'''

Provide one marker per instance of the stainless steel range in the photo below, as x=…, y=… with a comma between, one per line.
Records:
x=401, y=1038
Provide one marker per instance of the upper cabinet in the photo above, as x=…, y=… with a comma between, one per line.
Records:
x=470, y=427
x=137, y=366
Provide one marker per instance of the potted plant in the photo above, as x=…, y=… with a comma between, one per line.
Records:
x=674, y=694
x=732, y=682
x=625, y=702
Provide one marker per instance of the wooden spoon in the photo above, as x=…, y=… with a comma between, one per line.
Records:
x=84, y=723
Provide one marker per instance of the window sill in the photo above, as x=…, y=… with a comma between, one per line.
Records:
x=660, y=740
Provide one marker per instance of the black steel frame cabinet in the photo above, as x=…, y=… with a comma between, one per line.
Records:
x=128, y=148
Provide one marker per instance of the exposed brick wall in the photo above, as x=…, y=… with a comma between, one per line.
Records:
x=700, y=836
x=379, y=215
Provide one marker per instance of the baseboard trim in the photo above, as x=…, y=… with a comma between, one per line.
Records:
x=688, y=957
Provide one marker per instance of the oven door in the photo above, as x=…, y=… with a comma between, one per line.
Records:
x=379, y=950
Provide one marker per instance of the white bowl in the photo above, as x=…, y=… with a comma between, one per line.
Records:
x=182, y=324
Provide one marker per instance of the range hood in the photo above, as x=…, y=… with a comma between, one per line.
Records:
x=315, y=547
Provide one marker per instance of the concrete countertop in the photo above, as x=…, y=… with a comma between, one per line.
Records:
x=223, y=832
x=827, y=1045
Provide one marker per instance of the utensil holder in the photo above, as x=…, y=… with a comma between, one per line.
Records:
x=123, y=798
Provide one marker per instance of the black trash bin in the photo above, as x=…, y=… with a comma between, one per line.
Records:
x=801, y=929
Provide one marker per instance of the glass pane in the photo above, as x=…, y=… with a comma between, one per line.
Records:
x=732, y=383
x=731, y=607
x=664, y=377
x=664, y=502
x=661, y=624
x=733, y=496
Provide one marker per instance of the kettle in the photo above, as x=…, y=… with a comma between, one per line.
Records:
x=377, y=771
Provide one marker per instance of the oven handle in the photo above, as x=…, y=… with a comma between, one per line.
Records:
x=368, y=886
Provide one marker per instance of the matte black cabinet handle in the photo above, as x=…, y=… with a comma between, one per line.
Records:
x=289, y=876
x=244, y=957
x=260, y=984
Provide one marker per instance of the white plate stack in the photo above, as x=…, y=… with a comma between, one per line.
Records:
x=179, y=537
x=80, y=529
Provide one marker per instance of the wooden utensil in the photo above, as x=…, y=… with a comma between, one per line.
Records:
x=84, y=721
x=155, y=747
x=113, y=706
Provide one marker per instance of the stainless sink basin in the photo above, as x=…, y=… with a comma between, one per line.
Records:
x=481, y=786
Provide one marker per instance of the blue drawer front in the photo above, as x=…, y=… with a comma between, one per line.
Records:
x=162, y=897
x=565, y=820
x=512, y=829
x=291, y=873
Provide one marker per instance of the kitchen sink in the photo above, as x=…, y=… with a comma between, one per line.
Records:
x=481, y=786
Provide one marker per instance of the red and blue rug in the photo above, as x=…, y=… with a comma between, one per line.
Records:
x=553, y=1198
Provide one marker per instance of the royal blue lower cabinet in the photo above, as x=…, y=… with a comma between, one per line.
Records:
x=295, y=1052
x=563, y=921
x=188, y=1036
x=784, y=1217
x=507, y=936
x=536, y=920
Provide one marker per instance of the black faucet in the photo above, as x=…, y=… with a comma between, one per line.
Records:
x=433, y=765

'''

§ OBJECTIVE:
Reproduce all of the material above line for line, changing nothing.

§ COMPLETED EXERCISE:
Provide one marker per instance of the stainless steel range in the photo below, as x=…, y=… with a comma between, one per line.
Records:
x=401, y=1038
Provide one marker per instance of the upper cabinet in the photo above, as x=…, y=… with a comma between, one per line.
Records:
x=470, y=427
x=137, y=366
Provide one marker per instance of the potted plant in the photo above, as x=…, y=… with a comma between, one per line.
Records:
x=674, y=694
x=732, y=682
x=625, y=702
Provide one marker per instance of the wooden spoon in the photo above, as x=…, y=… with a comma between, one per line.
Records:
x=84, y=723
Provide one marker per instance of the window sill in the photo above, as x=…, y=… with a comma between, one per line.
Records:
x=660, y=740
Provide one marker per instance of the black steel frame cabinet in the photo above, as x=…, y=… with a comma between, one per line.
Records:
x=128, y=148
Provide one marker per instance of the exposed brick wall in the photo above, as x=…, y=… with a comma between, one per line.
Records:
x=700, y=836
x=379, y=215
Provide one marker per instance of the baseboard trim in the photo above, as x=…, y=… with a comma between, one per line.
Records:
x=688, y=957
Provide one marker per instance of the oven door in the photo above, as x=…, y=… with a comma between, one per line.
Records:
x=379, y=950
Provide one marker per instance of the white bowl in the photo above, as x=…, y=… with a comma between, one per line.
Records:
x=182, y=324
Provide one marker per instance of the range hood in the photo above, as x=…, y=… with a comma between, one per line.
Records:
x=315, y=547
Provide one marker per instance of the concrete countertop in the photo above, as x=…, y=… with a comma between, one per line.
Records:
x=223, y=832
x=827, y=1045
Provide one marker per instance of the utensil holder in the photo above, as x=…, y=… with a comma between, one per line.
Records:
x=123, y=798
Provide one marker per instance of the black trash bin in the photo above, as x=…, y=… with a comma between, one per line.
Records:
x=801, y=929
Provide one marker per instance of the glass pane in the photo above, as x=…, y=… with a comma between, one per line.
Records:
x=732, y=383
x=731, y=607
x=664, y=377
x=664, y=502
x=661, y=624
x=733, y=496
Provide one marker per instance of the kettle in the photo above, as x=…, y=… with a comma between, one per line.
Records:
x=377, y=771
Provide one marker per instance of the oven handle in the photo above, as x=…, y=… with a comma between, one per line.
Records:
x=368, y=886
Provide one marker per instance of the matte black cabinet handle in the photo above, as x=…, y=… with a comma between, one per line.
Records:
x=289, y=876
x=244, y=957
x=260, y=984
Provide one marker per instance of the white plate stack in the photo above, as x=…, y=… with a comma between, one per line.
Records:
x=179, y=537
x=80, y=529
Provide one marker per instance of the wooden utensil in the photo above, as x=…, y=… with a comma between, one per line.
Records:
x=84, y=721
x=155, y=747
x=113, y=706
Provide one marker per instance of the stainless sink basin in the photo above, as x=…, y=… with a comma between, one per line.
Records:
x=481, y=786
Provide one marker per instance of the blue drawer front in the photo above, as x=…, y=… with a comma between, one per line.
Records:
x=162, y=897
x=565, y=820
x=512, y=829
x=291, y=873
Provide one marker per instance of the kitchen sink in the photo above, as x=…, y=… with a comma between, one per line.
Records:
x=481, y=786
Provide one marker per instance of the red and blue rug in the photo above, as x=…, y=… with a comma between, one per line.
Records:
x=553, y=1198
Provide one marker per instance of the royal blue lower cabinet in the photo above, as x=…, y=… with a comma between, one per line.
Records:
x=295, y=1052
x=563, y=921
x=188, y=1036
x=784, y=1217
x=507, y=936
x=536, y=920
Provide one marker per instance of the black faucet in the photo above, as x=…, y=… with a comma between, one per line.
Records:
x=433, y=765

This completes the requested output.